Stored dataset items:
******************************

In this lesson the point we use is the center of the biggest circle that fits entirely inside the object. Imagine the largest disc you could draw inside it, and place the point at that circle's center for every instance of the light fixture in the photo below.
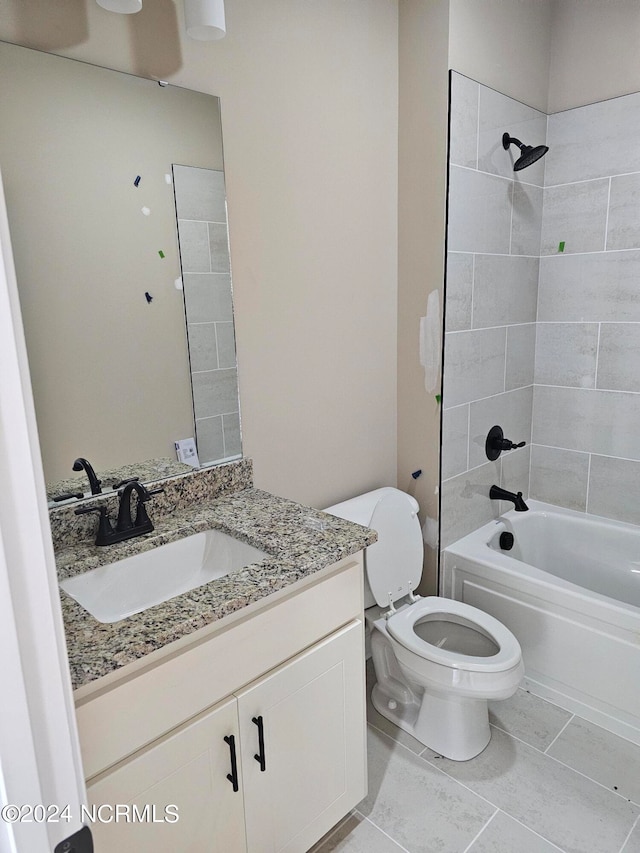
(204, 19)
(125, 7)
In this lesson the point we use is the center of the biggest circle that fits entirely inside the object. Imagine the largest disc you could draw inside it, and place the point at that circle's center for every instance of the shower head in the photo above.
(528, 153)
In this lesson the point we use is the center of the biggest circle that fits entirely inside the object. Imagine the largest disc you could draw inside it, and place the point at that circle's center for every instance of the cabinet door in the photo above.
(188, 769)
(302, 733)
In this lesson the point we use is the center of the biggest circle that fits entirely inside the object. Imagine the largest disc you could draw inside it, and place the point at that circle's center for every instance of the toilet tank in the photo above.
(359, 510)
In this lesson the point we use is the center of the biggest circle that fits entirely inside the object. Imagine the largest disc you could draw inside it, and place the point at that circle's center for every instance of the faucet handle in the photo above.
(496, 443)
(105, 528)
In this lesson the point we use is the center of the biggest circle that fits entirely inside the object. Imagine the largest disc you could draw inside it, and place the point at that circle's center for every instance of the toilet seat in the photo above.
(400, 626)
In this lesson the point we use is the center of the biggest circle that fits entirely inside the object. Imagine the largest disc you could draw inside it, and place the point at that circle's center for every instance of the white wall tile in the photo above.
(210, 439)
(463, 134)
(474, 365)
(203, 353)
(614, 488)
(459, 291)
(623, 229)
(526, 223)
(521, 348)
(593, 141)
(604, 422)
(596, 288)
(219, 247)
(226, 344)
(619, 357)
(559, 477)
(479, 212)
(566, 354)
(536, 790)
(455, 441)
(215, 392)
(505, 290)
(231, 430)
(207, 297)
(199, 193)
(576, 215)
(195, 254)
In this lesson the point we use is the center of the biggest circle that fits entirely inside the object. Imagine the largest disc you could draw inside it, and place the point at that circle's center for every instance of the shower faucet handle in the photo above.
(496, 443)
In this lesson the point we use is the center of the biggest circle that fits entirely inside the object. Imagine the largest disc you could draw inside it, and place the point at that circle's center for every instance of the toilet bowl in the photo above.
(437, 661)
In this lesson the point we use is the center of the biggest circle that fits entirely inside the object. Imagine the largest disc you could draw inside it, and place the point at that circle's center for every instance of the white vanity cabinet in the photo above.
(187, 771)
(298, 732)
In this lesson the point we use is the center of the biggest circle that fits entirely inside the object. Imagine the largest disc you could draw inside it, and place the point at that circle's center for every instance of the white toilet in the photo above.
(437, 661)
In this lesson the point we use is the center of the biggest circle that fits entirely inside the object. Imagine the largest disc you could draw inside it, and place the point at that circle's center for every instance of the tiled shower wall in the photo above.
(493, 241)
(586, 425)
(560, 318)
(204, 255)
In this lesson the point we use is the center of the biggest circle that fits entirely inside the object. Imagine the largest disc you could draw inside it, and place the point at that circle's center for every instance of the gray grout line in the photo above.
(564, 764)
(548, 841)
(329, 835)
(386, 834)
(547, 748)
(475, 837)
(630, 833)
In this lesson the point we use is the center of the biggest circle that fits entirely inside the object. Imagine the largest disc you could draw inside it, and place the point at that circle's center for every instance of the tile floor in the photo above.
(548, 781)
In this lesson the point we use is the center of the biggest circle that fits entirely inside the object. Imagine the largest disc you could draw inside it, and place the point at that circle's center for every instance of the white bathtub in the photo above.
(569, 589)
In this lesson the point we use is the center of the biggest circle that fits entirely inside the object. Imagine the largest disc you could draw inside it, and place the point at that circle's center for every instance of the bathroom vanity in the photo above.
(238, 706)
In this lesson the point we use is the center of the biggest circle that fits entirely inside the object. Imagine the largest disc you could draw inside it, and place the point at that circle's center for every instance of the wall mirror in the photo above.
(128, 350)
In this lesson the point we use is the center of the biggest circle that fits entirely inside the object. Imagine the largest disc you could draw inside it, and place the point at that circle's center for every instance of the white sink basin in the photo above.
(113, 592)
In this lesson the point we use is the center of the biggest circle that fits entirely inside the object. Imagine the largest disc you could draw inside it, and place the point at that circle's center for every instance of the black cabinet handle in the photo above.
(233, 776)
(260, 756)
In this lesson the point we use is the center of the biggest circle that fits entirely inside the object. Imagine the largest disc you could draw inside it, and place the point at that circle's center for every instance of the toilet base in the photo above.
(455, 727)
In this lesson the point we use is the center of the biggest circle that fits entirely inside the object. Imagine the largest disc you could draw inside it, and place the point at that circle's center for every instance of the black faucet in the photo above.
(94, 483)
(142, 524)
(498, 494)
(125, 528)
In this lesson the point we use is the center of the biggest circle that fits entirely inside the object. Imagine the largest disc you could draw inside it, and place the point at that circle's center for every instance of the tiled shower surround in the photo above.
(206, 275)
(542, 312)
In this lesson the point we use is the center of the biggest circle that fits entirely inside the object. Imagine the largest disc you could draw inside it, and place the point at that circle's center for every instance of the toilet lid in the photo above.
(401, 627)
(394, 562)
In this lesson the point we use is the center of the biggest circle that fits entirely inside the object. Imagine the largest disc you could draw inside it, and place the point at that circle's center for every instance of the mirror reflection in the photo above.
(90, 159)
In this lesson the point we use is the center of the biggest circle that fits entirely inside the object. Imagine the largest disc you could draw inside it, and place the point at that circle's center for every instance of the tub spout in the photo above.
(498, 494)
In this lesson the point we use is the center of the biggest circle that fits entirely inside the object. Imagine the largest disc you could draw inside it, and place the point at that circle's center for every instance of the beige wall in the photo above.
(110, 372)
(504, 44)
(594, 51)
(309, 110)
(423, 39)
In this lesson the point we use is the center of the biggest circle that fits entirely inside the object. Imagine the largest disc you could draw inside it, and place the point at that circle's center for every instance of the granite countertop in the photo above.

******************************

All of the data above should be quoted exactly, except for the pictures.

In this lesson the point we use is the center of the biggest circle that fits entirely inside the object. Imagine the largest disc you could draw inside it, and place the point at that circle's center for every instance of the light fixture in the photo below.
(204, 19)
(125, 7)
In this lesson the point we use is the center of the biggest circle that fits entirely inside the object. Imagine the largest disc you could draw inside it, and place the point at that circle's center for every instance of the shower head in the photo above.
(528, 153)
In this lesson the point we use is the center of the biggest circle that fits entirely inside the object. Imagine the largest disc you could draw inside it, and place the point at that circle's center for every instance of the cabinet door in the photo above.
(188, 769)
(302, 733)
In this lesson the point we use is the center of the biggest circle that fits entirely inside the object. Imagine the largest disc you could draw inside it, and place the point at that circle's center for every instance of the toilet tank in the photo above.
(359, 510)
In this lesson the point we use is the center of the biggest circle that fits entirely inside the object. Imagine the largest disc you could draw inside it, and place the point at that circle's center for every instance of the faucet handle in the photo above.
(496, 443)
(105, 528)
In this lesson the point we use is the center of the biggest circle that fits entirely inside the object. Imagine the largest disc you could draw inside it, and place the point at that circle's center for every instance of the toilet seat in the photo above.
(400, 626)
In this lesson the point we use is the center of the biggest circle that fits entirely inside the object. Imagine the largest disc you could draw inside it, and place the point at that circle's center for every instance of the white wall tile in the photo above.
(210, 439)
(463, 134)
(474, 365)
(203, 353)
(614, 488)
(459, 291)
(623, 229)
(526, 223)
(521, 348)
(593, 141)
(604, 422)
(596, 288)
(219, 247)
(226, 344)
(619, 357)
(559, 477)
(479, 212)
(566, 354)
(536, 790)
(455, 441)
(215, 392)
(505, 290)
(231, 430)
(207, 297)
(199, 193)
(576, 215)
(195, 254)
In this lesson the point we use is the center of the biggest circle that fits entirely inside the object. Imagine the largest disc you could draw inside it, and place the point at that circle's center for every instance of the shower faucet handle in the photo above.
(496, 443)
In this lesson the point we use is the center of the biggest circle that fits entirely inside the object. Imagine the largest disc you could draw inside it, and place the point at that circle's center for every instance of the toilet bowl in the photo above.
(437, 661)
In this lesson the point we use is the center of the biggest circle that fits entirely inside the object. Imagine the largest disc you could draw inside it, and place the point at that circle's center for every instance of the white vanity cabinet in the photo above.
(187, 771)
(298, 732)
In this lesson the point we use is the center of the biggest circle that fits entirely inside the object. Imagine the largest disc you could draw inside it, and place the point at that circle's center for every instance of the white toilet in the photo above.
(437, 661)
In this lesson the point we use is the center of the biggest circle that fits entirely inside the object. Imagine the largest disc you could draw inside it, and place the point at that circle's center for every instance of the tiled shower wall in the photo above.
(493, 241)
(586, 425)
(560, 318)
(204, 255)
In this lesson the point we use is the center of the biggest circle that fits entirely inside the object. Imagine the largest disc you could draw inside it, and place the point at that circle's center for every instance of the gray grout line in the photo above.
(564, 764)
(548, 841)
(329, 835)
(386, 834)
(547, 748)
(475, 837)
(630, 833)
In this lesson the point we use is the center of the biggest circle that fits entirely inside the object. Imagine the largest disc you could draw inside it, and place the point at that circle's center for every instance of the tile floor in the photo above.
(548, 781)
In this lesson the point we use is the center of the biggest circle that fits entirely inside the object. Imagine the largest disc you could draw inside it, and place the point at that circle's center for every instance of the white bathtub in the photo above.
(569, 589)
In this lesson the point we use is the center of the biggest circle that fits entirely inside the object. Imagine the largest disc you could draw inside it, and place the point at that circle's center for every instance of the bathroom vanity in the photo above.
(238, 706)
In this lesson the point we use is the center of the biggest circle that fits entirely inside the object. Imagine the largest disc you could draw inside it, and place the point at that circle's center for every instance of the wall mirror in the photo above.
(128, 350)
In this lesson the point we use is the center of the biggest circle that fits entirely inside the object. Imagine the largest disc you could draw inside it, and place the point at that circle's center for every instance of the white sink basin in the photo above.
(113, 592)
In this lesson the point we use is the center of the biggest circle that fits entirely inside the object. Imagine the largest disc you could draw inside it, and place the point at that circle's center for every instance of the black cabinet handle in the photo above.
(233, 776)
(260, 756)
In this lesson the point we use is the center of the biggest circle that fits entirely inside the object. Imagine the largest disc you could draw inside it, and place the point at that circle's center for every instance of the toilet base in the photo above.
(455, 727)
In this lesson the point we use is the center of the biggest circle that fits entirely inside the object. Imagine the largest disc you could draw inside it, and place the point at that circle's center for every instance of the black faucet in the photo above.
(94, 483)
(142, 524)
(498, 494)
(125, 528)
In this lesson the point we use is the center of the biggest circle that fits entirely inside the object. Imagine the largest disc you could draw inside it, and place the point at that circle's center for every instance of the tiled shower surround in the photo above.
(206, 275)
(542, 312)
In this lesson the point we use is the center of the biggest circle that fits entirely inside the object. Imagine the largest disc you could draw inside it, and place the point at that circle's center for every instance of the toilet lid in the photo above.
(401, 627)
(394, 562)
In this lesson the point we use is the center of the biggest circle that fits entirely inside the object. Imagine the largest disc you could draw inside it, and place the point at that circle's center for every instance of the mirror reflection in the photo above.
(90, 159)
In this lesson the point we use is the center of the biggest circle that fits entirely inside the object. Imagine the largest disc you could draw inside it, and place the point at that circle's center for every instance of the tub spout in the photo above.
(498, 494)
In this lesson the point we use is the center of the biggest circle that fits entirely inside the object. Imagine the largest disc you could draw inside it, and place the point at that circle's center for every instance of the beige wall in the photo above.
(110, 372)
(504, 44)
(594, 51)
(309, 110)
(423, 39)
In this lesson the point we use is the center of the biggest circle that fits entirely inside the object. Imagine the largest disc you could draw inside it, and place the point at that circle's center for every instance of the granite countertop in the photo above.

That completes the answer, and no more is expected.